Testo di riferimento:

Il grande ritorno degli aiuti di Stato
In questa prospettiva il vero grande tema che ha percorso il confronto sulla nuova globalizzazione è stato quello degli aiuti di Stato. I fantasmi del vecchio protezionismo, quelli che essere stati messi alla porta da decenni di negoziati nell’ambito del Gatt e non solo, si stanno infatti ripresentando in forme nuove, più agguerrite di prima.
Con tante, anche nobili, motivazioni. La necessità di incrementare le politiche di difesa dell’ambiente, per esempio, con scelte di investimento industriale che non sarebbero giustificabili con i tradizionali parametri del mercato. Allo stesso modo la volontà di garantire il corretto funzionamento delle catene del valore: è ancora vivo l’allarme per la carenza di chip e la decisione di Stati Uniti ed Europa di sostenere gli investimenti per ridurre la dipendenza da Taiwan e Corea.

Dati estratti:
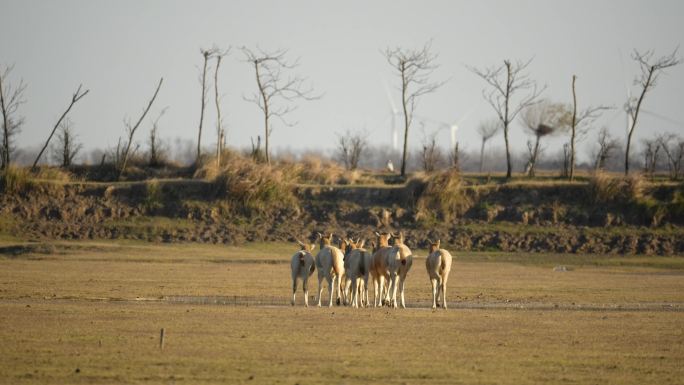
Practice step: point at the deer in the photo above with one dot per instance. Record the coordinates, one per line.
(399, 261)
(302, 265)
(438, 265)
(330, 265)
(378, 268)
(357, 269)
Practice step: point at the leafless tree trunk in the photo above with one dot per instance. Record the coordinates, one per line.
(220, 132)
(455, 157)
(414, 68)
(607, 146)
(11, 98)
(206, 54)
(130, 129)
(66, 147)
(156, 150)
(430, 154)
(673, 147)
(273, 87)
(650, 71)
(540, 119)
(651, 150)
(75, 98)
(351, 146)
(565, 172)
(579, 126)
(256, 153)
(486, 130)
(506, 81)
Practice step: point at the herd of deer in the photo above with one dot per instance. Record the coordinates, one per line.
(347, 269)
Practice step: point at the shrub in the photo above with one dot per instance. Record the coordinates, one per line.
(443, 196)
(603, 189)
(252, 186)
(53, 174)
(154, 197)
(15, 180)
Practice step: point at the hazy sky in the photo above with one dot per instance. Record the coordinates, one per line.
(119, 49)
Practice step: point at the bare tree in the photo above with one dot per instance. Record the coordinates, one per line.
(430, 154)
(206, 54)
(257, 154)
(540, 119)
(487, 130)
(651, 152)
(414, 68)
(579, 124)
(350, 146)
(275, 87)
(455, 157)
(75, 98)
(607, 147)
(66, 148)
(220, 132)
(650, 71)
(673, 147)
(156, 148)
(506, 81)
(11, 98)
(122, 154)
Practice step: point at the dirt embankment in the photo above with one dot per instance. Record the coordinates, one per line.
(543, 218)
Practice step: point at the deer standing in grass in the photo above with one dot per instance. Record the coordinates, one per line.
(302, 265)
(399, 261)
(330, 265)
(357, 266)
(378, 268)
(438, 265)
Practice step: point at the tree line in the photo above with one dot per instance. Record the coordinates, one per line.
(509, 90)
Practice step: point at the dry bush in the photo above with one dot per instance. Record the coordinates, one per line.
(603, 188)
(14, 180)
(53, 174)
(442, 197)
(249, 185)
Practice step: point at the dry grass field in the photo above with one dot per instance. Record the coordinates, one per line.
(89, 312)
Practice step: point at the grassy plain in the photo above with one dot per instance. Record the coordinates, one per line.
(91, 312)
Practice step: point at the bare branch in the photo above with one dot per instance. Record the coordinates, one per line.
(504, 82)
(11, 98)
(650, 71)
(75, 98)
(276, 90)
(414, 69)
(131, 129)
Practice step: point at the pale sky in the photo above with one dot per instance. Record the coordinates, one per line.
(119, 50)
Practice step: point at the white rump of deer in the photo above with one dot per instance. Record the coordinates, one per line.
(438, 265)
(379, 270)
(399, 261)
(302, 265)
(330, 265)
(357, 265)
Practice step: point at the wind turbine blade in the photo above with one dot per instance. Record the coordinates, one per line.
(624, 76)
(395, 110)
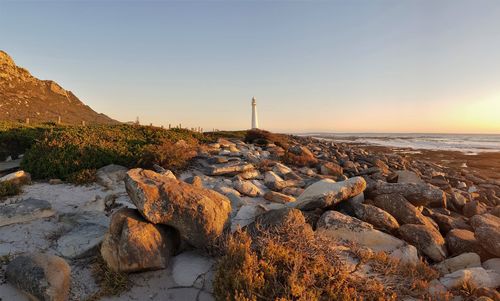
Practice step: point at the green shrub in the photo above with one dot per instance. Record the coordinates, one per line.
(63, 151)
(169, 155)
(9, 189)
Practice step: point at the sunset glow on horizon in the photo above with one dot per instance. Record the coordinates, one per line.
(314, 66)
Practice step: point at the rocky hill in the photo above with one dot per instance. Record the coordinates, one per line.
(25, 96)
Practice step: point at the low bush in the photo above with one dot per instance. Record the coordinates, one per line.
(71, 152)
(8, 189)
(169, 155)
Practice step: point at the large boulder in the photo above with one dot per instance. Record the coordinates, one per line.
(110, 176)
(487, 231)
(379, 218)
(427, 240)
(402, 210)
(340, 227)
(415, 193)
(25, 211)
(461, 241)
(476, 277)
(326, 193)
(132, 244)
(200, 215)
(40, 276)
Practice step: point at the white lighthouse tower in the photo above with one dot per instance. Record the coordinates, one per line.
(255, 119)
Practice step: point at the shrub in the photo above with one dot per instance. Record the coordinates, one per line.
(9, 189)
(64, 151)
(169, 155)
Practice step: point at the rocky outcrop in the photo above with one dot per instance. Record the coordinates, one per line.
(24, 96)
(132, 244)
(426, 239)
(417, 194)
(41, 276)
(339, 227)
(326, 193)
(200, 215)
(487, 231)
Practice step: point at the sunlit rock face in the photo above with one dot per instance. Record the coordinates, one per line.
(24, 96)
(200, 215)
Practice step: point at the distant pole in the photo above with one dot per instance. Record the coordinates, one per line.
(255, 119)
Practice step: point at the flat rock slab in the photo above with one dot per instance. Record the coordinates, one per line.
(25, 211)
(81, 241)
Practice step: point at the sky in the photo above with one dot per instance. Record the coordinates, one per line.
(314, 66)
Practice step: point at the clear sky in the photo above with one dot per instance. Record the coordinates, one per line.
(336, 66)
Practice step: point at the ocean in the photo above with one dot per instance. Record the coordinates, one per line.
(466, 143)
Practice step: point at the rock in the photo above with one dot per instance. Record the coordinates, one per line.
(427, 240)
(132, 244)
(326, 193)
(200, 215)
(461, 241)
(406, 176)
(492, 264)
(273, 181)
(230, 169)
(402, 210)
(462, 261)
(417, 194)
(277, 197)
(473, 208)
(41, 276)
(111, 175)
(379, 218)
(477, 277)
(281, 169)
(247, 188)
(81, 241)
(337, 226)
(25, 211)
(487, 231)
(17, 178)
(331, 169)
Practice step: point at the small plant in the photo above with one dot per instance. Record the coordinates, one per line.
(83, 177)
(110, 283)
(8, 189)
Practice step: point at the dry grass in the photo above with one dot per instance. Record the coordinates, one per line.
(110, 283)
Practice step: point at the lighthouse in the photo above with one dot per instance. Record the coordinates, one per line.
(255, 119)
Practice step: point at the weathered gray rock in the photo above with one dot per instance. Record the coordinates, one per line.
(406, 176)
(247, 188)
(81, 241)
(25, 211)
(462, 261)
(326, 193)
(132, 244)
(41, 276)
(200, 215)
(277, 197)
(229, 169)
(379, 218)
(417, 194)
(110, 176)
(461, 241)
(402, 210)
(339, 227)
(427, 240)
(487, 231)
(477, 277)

Consegna:
Trascrivi dal testo sugli aiuti di Stato il brano che comincia con "Con tante, anche" e prosegue fino a "Taiwan e Corea.". I dati sono materiale separato e non fanno parte del testo.

Risposta:
Con tante, anche nobili, motivazioni. La necessità di incrementare le politiche di difesa dell’ambiente, per esempio, con scelte di investimento industriale che non sarebbero giustificabili con i tradizionali parametri del mercato. Allo stesso modo la volontà di garantire il corretto funzionamento delle catene del valore: è ancora vivo l’allarme per la carenza di chip e la decisione di Stati Uniti ed Europa di sostenere gli investimenti per ridurre la dipendenza da Taiwan e Corea.